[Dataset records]
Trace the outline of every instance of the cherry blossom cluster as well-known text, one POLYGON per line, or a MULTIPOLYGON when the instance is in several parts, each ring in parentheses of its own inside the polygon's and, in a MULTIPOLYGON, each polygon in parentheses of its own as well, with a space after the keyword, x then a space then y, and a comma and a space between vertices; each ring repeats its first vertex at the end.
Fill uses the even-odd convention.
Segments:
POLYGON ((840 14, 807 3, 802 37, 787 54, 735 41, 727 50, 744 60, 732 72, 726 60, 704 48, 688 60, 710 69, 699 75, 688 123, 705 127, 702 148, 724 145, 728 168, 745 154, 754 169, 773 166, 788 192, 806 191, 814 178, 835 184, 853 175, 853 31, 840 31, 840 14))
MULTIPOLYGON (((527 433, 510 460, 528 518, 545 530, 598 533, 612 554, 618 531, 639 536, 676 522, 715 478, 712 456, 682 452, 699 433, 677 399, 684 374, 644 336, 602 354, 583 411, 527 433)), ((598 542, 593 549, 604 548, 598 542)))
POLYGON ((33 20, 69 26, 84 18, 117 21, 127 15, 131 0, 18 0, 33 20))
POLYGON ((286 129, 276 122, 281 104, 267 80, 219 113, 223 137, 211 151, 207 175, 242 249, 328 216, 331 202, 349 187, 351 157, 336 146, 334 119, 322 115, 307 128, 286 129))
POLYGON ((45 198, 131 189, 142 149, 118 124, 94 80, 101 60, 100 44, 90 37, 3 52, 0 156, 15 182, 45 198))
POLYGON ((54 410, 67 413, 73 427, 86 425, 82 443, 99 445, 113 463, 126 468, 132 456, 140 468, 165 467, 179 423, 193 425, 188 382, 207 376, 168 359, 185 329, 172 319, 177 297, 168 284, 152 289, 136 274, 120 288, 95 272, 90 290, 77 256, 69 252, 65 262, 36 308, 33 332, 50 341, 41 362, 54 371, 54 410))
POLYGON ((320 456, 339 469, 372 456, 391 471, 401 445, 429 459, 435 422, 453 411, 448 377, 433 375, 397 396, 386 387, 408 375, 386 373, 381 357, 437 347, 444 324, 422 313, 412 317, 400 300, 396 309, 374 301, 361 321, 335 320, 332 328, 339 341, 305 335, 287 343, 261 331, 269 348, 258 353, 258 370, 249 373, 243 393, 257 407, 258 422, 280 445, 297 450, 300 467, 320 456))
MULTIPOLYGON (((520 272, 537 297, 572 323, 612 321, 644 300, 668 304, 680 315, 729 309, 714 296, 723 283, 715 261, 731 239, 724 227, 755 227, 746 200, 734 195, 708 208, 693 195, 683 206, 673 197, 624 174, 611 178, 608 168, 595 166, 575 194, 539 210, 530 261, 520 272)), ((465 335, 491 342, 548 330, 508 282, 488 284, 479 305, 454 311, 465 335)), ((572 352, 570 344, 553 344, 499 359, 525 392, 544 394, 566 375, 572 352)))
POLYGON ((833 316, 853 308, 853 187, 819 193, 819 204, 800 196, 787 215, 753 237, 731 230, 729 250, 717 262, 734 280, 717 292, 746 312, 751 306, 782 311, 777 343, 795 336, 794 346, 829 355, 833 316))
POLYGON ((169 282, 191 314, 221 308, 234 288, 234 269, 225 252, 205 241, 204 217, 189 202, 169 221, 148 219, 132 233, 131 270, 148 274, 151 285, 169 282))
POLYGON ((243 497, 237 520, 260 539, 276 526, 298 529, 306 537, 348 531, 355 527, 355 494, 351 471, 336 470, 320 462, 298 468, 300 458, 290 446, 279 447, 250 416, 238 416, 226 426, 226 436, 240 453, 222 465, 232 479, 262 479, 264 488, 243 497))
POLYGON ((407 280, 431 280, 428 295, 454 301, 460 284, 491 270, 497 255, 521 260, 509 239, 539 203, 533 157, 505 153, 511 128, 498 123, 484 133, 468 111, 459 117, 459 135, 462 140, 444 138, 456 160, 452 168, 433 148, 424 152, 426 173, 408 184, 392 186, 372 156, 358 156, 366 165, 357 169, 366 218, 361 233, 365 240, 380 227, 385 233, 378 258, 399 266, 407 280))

**CHALLENGE**
Update the listing from its start through the line containing "POLYGON ((840 14, 807", inclusive, by swapping "Segments" for "Outlines" and keeping everything else the same.

**RESULT BELOW**
Trace the outline of every instance of the cherry blossom cluster as well-known text, one POLYGON per line, or a MULTIPOLYGON when the instance is in several parts, each ring in parentheses of its own inside the polygon's and, in a MULTIPOLYGON, each polygon in parentheses of its own as well, with a space after the keyword, x then a space then y, and a comma and a space between vertices; each ring repeats its first vertex at the end.
Fill uses the even-odd convention.
Outlines:
POLYGON ((840 14, 807 3, 802 37, 787 54, 735 41, 727 50, 744 60, 732 72, 726 60, 704 48, 688 60, 710 69, 699 75, 688 123, 705 127, 702 148, 724 145, 728 168, 745 154, 754 169, 773 166, 788 192, 806 191, 814 178, 835 184, 853 175, 853 31, 840 31, 840 14))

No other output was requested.